Document:
KeywordsSudden commencement Extreme solar wind event MHD simulation Magnetosphere
Sudden commencement (SC) is defined by a distinct variation in the horizontal component of the magnetic field on the ground, which is caused by a rapid increase in the solar wind dynamic pressure. SC shows a prominent bipolar change at auroral latitudes, in which the first variation is called the preliminary impulse (PI) and the second variation is called the main impulse (MI) (Araki 1994). On the other hand, SC shows a prominent stepwise increase at low and middle latitudes, which is called a disturbance dominant at low latitudes (DL) (Araki 1994). The PI/MI variations are caused by a field-aligned current (FAC) generated in the dayside magnetosphere (Fujita et al. 2003a, b). The DL variation is caused by compression of the magnetosphere. It is well known that the amplitude of a DL is determined by the solar wind dynamic pressure (Siscoe et al. 1968).
These rapid magnetic field variations could give rise to large power blackouts because the current induced by these magnetic field variations, which is called a geomagnetically induced current (GIC), may damage electric power stations. On 13 March 1989, for example, the power blackout of the Hydro-Quebec system in Canada was attributed to an intense geomagnetic storm (Kappenman 2001). On 30 October 2003, a power blackout of a high-voltage transmission system occurred in southern Sweden during a space storm (Pulkkinen et al. 2005). A crucial task in the study of space weather is to predict and estimate the risk from GICs.

Information given:
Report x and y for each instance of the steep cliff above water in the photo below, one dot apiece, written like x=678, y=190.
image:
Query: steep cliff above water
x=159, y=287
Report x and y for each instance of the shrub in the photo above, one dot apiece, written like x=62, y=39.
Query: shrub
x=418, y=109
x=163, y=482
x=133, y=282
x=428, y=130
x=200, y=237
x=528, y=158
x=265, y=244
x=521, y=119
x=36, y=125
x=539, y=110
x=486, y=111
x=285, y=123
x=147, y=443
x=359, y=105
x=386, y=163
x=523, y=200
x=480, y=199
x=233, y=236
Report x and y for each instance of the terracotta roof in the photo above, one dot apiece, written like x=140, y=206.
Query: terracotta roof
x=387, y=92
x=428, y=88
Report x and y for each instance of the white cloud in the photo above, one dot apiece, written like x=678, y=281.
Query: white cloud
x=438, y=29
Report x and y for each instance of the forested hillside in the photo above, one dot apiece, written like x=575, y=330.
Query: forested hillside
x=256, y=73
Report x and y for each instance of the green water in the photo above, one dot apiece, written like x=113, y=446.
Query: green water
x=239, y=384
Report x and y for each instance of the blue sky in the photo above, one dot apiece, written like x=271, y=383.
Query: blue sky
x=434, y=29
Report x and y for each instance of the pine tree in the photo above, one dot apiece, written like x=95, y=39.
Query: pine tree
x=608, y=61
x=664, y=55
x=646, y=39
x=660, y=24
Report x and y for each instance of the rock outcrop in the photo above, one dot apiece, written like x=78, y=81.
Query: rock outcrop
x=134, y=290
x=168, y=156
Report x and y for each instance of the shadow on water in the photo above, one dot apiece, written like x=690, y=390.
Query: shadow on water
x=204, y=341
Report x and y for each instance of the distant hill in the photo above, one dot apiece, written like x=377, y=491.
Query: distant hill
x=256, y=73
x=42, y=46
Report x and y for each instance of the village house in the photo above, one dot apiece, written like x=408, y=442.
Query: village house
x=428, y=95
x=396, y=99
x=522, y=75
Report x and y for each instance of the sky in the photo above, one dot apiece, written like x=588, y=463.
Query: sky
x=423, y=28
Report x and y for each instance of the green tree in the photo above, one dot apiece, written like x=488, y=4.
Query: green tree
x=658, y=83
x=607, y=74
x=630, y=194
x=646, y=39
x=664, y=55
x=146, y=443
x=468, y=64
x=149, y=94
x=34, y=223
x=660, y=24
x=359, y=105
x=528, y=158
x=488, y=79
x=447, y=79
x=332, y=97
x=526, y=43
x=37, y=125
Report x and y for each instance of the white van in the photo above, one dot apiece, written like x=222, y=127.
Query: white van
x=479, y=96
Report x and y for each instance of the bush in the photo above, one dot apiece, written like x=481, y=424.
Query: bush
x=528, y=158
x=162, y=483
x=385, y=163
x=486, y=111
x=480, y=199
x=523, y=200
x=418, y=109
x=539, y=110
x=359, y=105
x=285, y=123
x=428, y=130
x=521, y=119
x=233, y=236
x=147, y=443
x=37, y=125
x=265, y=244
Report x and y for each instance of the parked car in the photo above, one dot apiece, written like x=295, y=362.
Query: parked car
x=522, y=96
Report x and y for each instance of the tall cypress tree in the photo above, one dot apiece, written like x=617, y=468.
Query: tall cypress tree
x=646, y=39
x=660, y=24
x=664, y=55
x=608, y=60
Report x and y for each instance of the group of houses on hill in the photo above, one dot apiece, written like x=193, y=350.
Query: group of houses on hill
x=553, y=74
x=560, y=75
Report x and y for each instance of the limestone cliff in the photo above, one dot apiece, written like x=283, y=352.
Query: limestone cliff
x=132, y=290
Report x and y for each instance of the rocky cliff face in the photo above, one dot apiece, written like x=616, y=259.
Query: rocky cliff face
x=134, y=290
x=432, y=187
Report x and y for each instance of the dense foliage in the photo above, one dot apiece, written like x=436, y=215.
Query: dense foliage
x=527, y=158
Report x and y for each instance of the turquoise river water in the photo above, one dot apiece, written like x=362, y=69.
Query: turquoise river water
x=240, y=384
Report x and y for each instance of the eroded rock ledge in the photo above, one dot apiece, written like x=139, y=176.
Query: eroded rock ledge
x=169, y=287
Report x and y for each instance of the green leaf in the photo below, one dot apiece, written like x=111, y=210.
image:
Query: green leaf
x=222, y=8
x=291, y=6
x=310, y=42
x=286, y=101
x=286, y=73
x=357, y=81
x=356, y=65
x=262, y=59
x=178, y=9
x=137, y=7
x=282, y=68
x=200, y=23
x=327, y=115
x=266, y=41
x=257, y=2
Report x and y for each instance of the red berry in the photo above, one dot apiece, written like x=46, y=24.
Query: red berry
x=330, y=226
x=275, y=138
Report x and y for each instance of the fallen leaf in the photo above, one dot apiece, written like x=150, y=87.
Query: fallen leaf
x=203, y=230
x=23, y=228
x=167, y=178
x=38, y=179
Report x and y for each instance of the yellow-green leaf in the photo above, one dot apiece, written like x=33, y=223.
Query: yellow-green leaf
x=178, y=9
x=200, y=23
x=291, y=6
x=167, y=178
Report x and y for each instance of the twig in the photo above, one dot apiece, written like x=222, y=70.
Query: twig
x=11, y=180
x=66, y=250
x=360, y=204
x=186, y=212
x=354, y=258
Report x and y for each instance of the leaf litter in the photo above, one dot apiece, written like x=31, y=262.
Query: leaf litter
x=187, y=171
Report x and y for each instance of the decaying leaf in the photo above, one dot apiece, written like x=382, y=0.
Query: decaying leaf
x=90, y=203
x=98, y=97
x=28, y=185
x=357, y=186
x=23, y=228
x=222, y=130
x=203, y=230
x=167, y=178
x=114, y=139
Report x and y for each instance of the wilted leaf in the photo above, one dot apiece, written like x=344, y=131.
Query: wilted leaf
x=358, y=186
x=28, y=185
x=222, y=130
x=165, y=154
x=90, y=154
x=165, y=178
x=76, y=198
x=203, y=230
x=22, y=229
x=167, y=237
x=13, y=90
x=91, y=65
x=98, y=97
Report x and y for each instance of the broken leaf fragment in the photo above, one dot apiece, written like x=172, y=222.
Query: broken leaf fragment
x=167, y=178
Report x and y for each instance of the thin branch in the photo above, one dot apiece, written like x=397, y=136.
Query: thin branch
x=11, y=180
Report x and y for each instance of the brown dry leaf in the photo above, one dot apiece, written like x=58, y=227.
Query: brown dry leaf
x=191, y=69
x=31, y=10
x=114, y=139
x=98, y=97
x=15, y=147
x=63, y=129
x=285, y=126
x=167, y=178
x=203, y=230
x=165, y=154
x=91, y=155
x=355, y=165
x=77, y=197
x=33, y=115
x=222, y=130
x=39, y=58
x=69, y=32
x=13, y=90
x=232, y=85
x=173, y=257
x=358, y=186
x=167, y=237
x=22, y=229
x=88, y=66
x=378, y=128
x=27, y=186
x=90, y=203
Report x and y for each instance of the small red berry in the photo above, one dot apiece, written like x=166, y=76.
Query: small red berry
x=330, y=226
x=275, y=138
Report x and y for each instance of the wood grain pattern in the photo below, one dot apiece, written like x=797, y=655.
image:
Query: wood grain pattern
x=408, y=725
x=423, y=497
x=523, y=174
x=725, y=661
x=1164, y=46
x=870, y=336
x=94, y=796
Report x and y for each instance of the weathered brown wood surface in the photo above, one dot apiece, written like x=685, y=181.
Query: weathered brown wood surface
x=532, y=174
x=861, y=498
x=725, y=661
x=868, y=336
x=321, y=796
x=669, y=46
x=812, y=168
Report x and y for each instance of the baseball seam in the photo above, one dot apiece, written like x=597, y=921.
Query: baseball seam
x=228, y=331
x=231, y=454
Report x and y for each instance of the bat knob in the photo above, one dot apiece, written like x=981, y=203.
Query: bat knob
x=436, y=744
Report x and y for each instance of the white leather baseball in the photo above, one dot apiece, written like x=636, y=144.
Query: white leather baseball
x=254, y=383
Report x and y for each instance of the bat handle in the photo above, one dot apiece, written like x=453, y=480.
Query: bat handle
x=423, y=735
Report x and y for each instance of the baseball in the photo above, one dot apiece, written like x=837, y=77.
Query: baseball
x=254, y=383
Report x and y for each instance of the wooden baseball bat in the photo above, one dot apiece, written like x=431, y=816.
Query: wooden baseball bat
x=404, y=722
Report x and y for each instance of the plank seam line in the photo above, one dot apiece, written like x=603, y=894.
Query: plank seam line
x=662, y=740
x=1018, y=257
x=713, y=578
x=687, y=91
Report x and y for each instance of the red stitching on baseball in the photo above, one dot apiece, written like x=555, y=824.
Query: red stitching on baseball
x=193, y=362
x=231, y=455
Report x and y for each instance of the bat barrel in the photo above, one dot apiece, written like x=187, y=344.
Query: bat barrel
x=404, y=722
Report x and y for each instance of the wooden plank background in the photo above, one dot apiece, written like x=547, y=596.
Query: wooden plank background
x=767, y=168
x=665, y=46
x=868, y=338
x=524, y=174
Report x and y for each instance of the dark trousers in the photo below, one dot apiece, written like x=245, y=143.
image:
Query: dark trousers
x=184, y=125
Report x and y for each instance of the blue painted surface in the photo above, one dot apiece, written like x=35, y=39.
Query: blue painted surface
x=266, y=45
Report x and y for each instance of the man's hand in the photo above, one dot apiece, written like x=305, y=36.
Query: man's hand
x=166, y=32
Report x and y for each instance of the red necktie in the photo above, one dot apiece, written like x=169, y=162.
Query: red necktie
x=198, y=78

What you will do:
1 – Answer from the passage on sudden commencement:
(a) What name is given to the second variation in the bipolar change at auroral latitudes?
(b) What causes the DL variation?
(c) Where did the power blackout of 30 October 2003 occur?
2 – Carry on the passage on sudden commencement past its last sentence.

Answers to the exercises:
1 –
(a) The main impulse (MI).
(b) Compression of the magnetosphere.
(c) In southern Sweden, on a high-voltage transmission system.

2 –
Araki et al. (1997) reported an SC with an anomalously large amplitude on 24 March 1991. An amplitude of more than 200 nT and a rise time of 30 s were observed at Kakioka Magnetic Observatory (geomagnetic latitude = 26.6° N). A geosynchronous magnetopause crossing (GMC) event occurred at the same time, where the magnetopause entered inside the geostationary orbit. In addition, Araki (2014) investigated the other SC with an anomalously large amplitude observed at Kakioka for the period 1924 and 2013 and Colaba-Alibag for 1868 to 1967. The anomalous SC had different features from ordinary SC events. The waveform of the low-latitude ground-based magnetometer signal was not stepwise like that of a DL, but it was an unusually spiky waveform similar to the PI/MI variations typically observed at auroral latitudes. The rise time of the anomalous SC of only 30 s was several times shorter than that of ordinary SCs. Araki et al. (2004) investigated the relationship between the amplitude and rise time of a DL using nighttime data at Guam. They showed that the amplitude and rise time of a DL have a negative correlation. They assumed that the rise time is determined by the passage time of the solar wind discontinuity across an effective length in the magnetosphere, which was estimated to be ~30 Re (Re denotes earth radius). If the effective length was also 30 Re in the anomalous SC, the solar wind speed would need to be 6000 km/s to explain the short rise time of 30 s. Such a high-speed solar wind velocity has never been observed and may not be realistic. An alternative explanation would be that the anomalous SC included the magnetic field variation of the PI in addition to the DL variation, even at low latitudes, since the rise time of the PI variation is typically shorter than that of the DL variation.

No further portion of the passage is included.